Exercise description:
Can you turn all the records below into a numbered list, leaving out blank lines and any pictures?

────────────────────────────────────────

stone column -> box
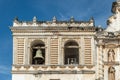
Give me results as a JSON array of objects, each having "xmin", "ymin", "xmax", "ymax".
[
  {"xmin": 80, "ymin": 36, "xmax": 85, "ymax": 65},
  {"xmin": 98, "ymin": 44, "xmax": 104, "ymax": 80}
]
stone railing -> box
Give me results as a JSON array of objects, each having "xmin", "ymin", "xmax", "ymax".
[{"xmin": 12, "ymin": 65, "xmax": 95, "ymax": 74}]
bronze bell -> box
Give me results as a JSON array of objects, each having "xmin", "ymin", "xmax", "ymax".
[{"xmin": 34, "ymin": 49, "xmax": 44, "ymax": 59}]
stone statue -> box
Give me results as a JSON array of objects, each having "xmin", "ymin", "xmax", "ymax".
[
  {"xmin": 108, "ymin": 49, "xmax": 115, "ymax": 62},
  {"xmin": 108, "ymin": 66, "xmax": 115, "ymax": 80}
]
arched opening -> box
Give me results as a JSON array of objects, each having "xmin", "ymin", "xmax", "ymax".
[
  {"xmin": 64, "ymin": 41, "xmax": 79, "ymax": 64},
  {"xmin": 31, "ymin": 40, "xmax": 45, "ymax": 65},
  {"xmin": 108, "ymin": 66, "xmax": 115, "ymax": 80},
  {"xmin": 108, "ymin": 49, "xmax": 115, "ymax": 62}
]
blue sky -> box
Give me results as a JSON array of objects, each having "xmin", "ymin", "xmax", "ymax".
[{"xmin": 0, "ymin": 0, "xmax": 115, "ymax": 80}]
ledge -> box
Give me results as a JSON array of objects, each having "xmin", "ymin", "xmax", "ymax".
[
  {"xmin": 12, "ymin": 70, "xmax": 95, "ymax": 75},
  {"xmin": 104, "ymin": 61, "xmax": 120, "ymax": 66}
]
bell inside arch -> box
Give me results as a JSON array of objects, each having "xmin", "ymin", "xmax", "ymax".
[{"xmin": 34, "ymin": 49, "xmax": 44, "ymax": 60}]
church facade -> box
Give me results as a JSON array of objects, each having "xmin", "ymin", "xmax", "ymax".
[{"xmin": 11, "ymin": 1, "xmax": 120, "ymax": 80}]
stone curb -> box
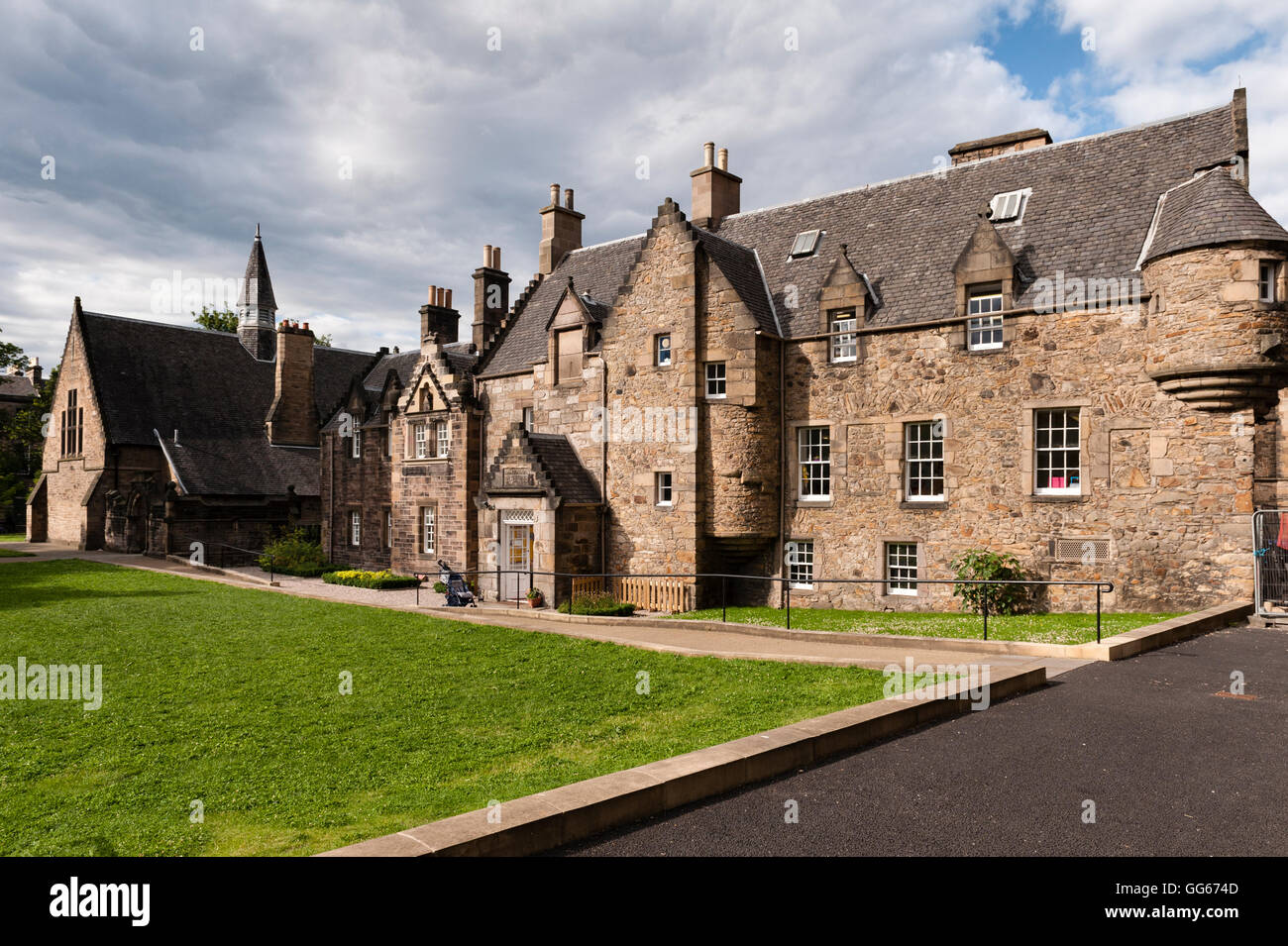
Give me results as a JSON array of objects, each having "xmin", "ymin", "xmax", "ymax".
[
  {"xmin": 316, "ymin": 666, "xmax": 1046, "ymax": 857},
  {"xmin": 421, "ymin": 603, "xmax": 1253, "ymax": 661}
]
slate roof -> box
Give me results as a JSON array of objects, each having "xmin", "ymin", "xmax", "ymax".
[
  {"xmin": 693, "ymin": 227, "xmax": 782, "ymax": 335},
  {"xmin": 480, "ymin": 233, "xmax": 644, "ymax": 377},
  {"xmin": 720, "ymin": 104, "xmax": 1237, "ymax": 335},
  {"xmin": 0, "ymin": 374, "xmax": 36, "ymax": 400},
  {"xmin": 480, "ymin": 97, "xmax": 1262, "ymax": 377},
  {"xmin": 1143, "ymin": 167, "xmax": 1288, "ymax": 262},
  {"xmin": 527, "ymin": 433, "xmax": 599, "ymax": 503},
  {"xmin": 81, "ymin": 311, "xmax": 376, "ymax": 495}
]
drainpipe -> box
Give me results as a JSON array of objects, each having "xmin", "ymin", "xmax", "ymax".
[
  {"xmin": 770, "ymin": 341, "xmax": 787, "ymax": 606},
  {"xmin": 597, "ymin": 353, "xmax": 613, "ymax": 577}
]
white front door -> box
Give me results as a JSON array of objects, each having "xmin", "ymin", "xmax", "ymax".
[{"xmin": 501, "ymin": 523, "xmax": 532, "ymax": 603}]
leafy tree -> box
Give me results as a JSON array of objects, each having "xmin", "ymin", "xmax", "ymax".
[
  {"xmin": 0, "ymin": 345, "xmax": 58, "ymax": 532},
  {"xmin": 0, "ymin": 328, "xmax": 27, "ymax": 370},
  {"xmin": 949, "ymin": 549, "xmax": 1030, "ymax": 614},
  {"xmin": 192, "ymin": 305, "xmax": 237, "ymax": 332}
]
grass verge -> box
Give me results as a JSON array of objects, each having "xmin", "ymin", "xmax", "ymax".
[
  {"xmin": 674, "ymin": 607, "xmax": 1177, "ymax": 645},
  {"xmin": 0, "ymin": 560, "xmax": 884, "ymax": 856}
]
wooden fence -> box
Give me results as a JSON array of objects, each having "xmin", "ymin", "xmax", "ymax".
[{"xmin": 572, "ymin": 576, "xmax": 693, "ymax": 611}]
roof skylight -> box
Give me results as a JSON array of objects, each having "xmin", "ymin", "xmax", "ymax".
[
  {"xmin": 989, "ymin": 188, "xmax": 1033, "ymax": 224},
  {"xmin": 789, "ymin": 231, "xmax": 823, "ymax": 260}
]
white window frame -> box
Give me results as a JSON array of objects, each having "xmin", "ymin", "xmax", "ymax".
[
  {"xmin": 966, "ymin": 289, "xmax": 1004, "ymax": 352},
  {"xmin": 828, "ymin": 309, "xmax": 859, "ymax": 365},
  {"xmin": 1257, "ymin": 260, "xmax": 1279, "ymax": 302},
  {"xmin": 796, "ymin": 425, "xmax": 832, "ymax": 502},
  {"xmin": 787, "ymin": 539, "xmax": 814, "ymax": 590},
  {"xmin": 707, "ymin": 362, "xmax": 729, "ymax": 400},
  {"xmin": 420, "ymin": 506, "xmax": 438, "ymax": 555},
  {"xmin": 1033, "ymin": 407, "xmax": 1082, "ymax": 495},
  {"xmin": 653, "ymin": 332, "xmax": 675, "ymax": 368},
  {"xmin": 903, "ymin": 421, "xmax": 944, "ymax": 502},
  {"xmin": 653, "ymin": 470, "xmax": 675, "ymax": 506},
  {"xmin": 884, "ymin": 542, "xmax": 921, "ymax": 596}
]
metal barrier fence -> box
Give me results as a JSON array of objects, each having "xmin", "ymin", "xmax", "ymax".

────────────────────────────────────────

Task solution:
1. stone column -> box
2. Give me results as a JSON array of objects, each having "xmin", "ymin", "xmax", "ymax".
3. [
4.   {"xmin": 80, "ymin": 36, "xmax": 85, "ymax": 65},
5.   {"xmin": 98, "ymin": 44, "xmax": 104, "ymax": 80}
6. ]
7. stone railing -> box
8. Give me results as a JSON array of objects, each having "xmin", "ymin", "xmax", "ymax".
9. [{"xmin": 12, "ymin": 65, "xmax": 95, "ymax": 74}]
10. bronze bell -> box
11. Give me results as a JSON array of objects, each having "xmin", "ymin", "xmax", "ymax".
12. [{"xmin": 34, "ymin": 49, "xmax": 44, "ymax": 59}]
13. stone statue -> box
14. Give me results as a JSON array of objects, each having "xmin", "ymin", "xmax", "ymax".
15. [
16.   {"xmin": 108, "ymin": 49, "xmax": 115, "ymax": 62},
17.   {"xmin": 108, "ymin": 66, "xmax": 115, "ymax": 80}
18. ]
19. arched opening -> box
20. Give me results as a JSON array of objects, each having "xmin", "ymin", "xmax", "ymax".
21. [
22.   {"xmin": 64, "ymin": 41, "xmax": 79, "ymax": 64},
23.   {"xmin": 31, "ymin": 40, "xmax": 45, "ymax": 65},
24.   {"xmin": 108, "ymin": 66, "xmax": 115, "ymax": 80},
25.   {"xmin": 108, "ymin": 49, "xmax": 115, "ymax": 62}
26. ]
27. blue sky -> box
28. Give me results as a JSON array of objects, each having "xmin", "ymin", "xmax", "ymax".
29. [{"xmin": 0, "ymin": 0, "xmax": 115, "ymax": 80}]
30. ledge -> box
31. Give me results as a JSON array of objects, each having "xmin", "ymin", "xmax", "ymax".
32. [
33.   {"xmin": 12, "ymin": 70, "xmax": 95, "ymax": 75},
34.   {"xmin": 104, "ymin": 61, "xmax": 120, "ymax": 66}
35. ]
36. bell inside arch -> box
37. Give me results as a JSON array of objects, each having "xmin", "ymin", "xmax", "ymax".
38. [{"xmin": 34, "ymin": 49, "xmax": 44, "ymax": 60}]
39. church facade -> box
40. Give me results as a JSON array of objects, each having "xmin", "ymin", "xmax", "ymax".
41. [{"xmin": 11, "ymin": 1, "xmax": 120, "ymax": 80}]
42. stone curb -> box
43. Give me results as a JSON array of objects, each having "xmin", "ymin", "xmax", "ymax".
44. [
45.   {"xmin": 316, "ymin": 666, "xmax": 1046, "ymax": 857},
46.   {"xmin": 421, "ymin": 603, "xmax": 1253, "ymax": 661}
47. ]
48. slate roof -> box
49. Give me results as a JSON array of objects, each having "xmin", "ymin", "xmax", "ymax".
50. [
51.   {"xmin": 693, "ymin": 227, "xmax": 782, "ymax": 335},
52.   {"xmin": 480, "ymin": 233, "xmax": 644, "ymax": 377},
53.   {"xmin": 720, "ymin": 104, "xmax": 1237, "ymax": 335},
54.   {"xmin": 0, "ymin": 374, "xmax": 36, "ymax": 400},
55.   {"xmin": 480, "ymin": 97, "xmax": 1262, "ymax": 377},
56.   {"xmin": 1143, "ymin": 167, "xmax": 1288, "ymax": 262},
57.   {"xmin": 527, "ymin": 433, "xmax": 599, "ymax": 503},
58.   {"xmin": 81, "ymin": 311, "xmax": 376, "ymax": 495}
59. ]
60. drainpipe -> box
61. Give me results as a JSON array of objects, each having "xmin", "ymin", "xmax", "ymax".
62. [
63.   {"xmin": 770, "ymin": 341, "xmax": 787, "ymax": 606},
64.   {"xmin": 597, "ymin": 353, "xmax": 613, "ymax": 577}
65. ]
66. white front door -> box
67. Give me results as a JSON array of objects, each having "xmin", "ymin", "xmax", "ymax".
68. [{"xmin": 501, "ymin": 523, "xmax": 532, "ymax": 603}]
69. leafy tree -> box
70. Give me results as a JSON array of objects, each having "xmin", "ymin", "xmax", "ymax".
71. [
72.   {"xmin": 0, "ymin": 345, "xmax": 58, "ymax": 532},
73.   {"xmin": 0, "ymin": 328, "xmax": 27, "ymax": 370},
74.   {"xmin": 949, "ymin": 549, "xmax": 1030, "ymax": 614},
75.   {"xmin": 192, "ymin": 305, "xmax": 237, "ymax": 332}
76. ]
77. grass verge -> box
78. Give me results as a JSON array of objects, each having "xmin", "ymin", "xmax", "ymax".
79. [
80.   {"xmin": 674, "ymin": 607, "xmax": 1177, "ymax": 645},
81.   {"xmin": 0, "ymin": 560, "xmax": 884, "ymax": 856}
82. ]
83. wooden fence -> box
84. Give me results as a JSON array of objects, each having "xmin", "ymin", "xmax", "ymax".
85. [{"xmin": 572, "ymin": 576, "xmax": 693, "ymax": 611}]
86. roof skylight -> box
87. Give me results as a JSON array of objects, each having "xmin", "ymin", "xmax", "ymax".
88. [
89.   {"xmin": 989, "ymin": 188, "xmax": 1033, "ymax": 224},
90.   {"xmin": 789, "ymin": 231, "xmax": 823, "ymax": 260}
91. ]
92. white window frame -> box
93. Give me results as a JSON array of objects, each having "xmin", "ymin", "xmax", "ymax".
94. [
95.   {"xmin": 966, "ymin": 289, "xmax": 1004, "ymax": 352},
96.   {"xmin": 828, "ymin": 309, "xmax": 859, "ymax": 365},
97.   {"xmin": 1257, "ymin": 260, "xmax": 1279, "ymax": 302},
98.   {"xmin": 796, "ymin": 425, "xmax": 832, "ymax": 502},
99.   {"xmin": 787, "ymin": 539, "xmax": 814, "ymax": 590},
100.   {"xmin": 707, "ymin": 362, "xmax": 729, "ymax": 400},
101.   {"xmin": 420, "ymin": 506, "xmax": 438, "ymax": 555},
102.   {"xmin": 1033, "ymin": 407, "xmax": 1082, "ymax": 495},
103.   {"xmin": 653, "ymin": 332, "xmax": 675, "ymax": 368},
104.   {"xmin": 903, "ymin": 421, "xmax": 944, "ymax": 502},
105.   {"xmin": 653, "ymin": 470, "xmax": 675, "ymax": 506},
106.   {"xmin": 884, "ymin": 542, "xmax": 921, "ymax": 596}
107. ]
108. metal barrier fence -> box
109. Give me results as a JSON array of objects, each having "xmin", "ymin", "xmax", "ymax".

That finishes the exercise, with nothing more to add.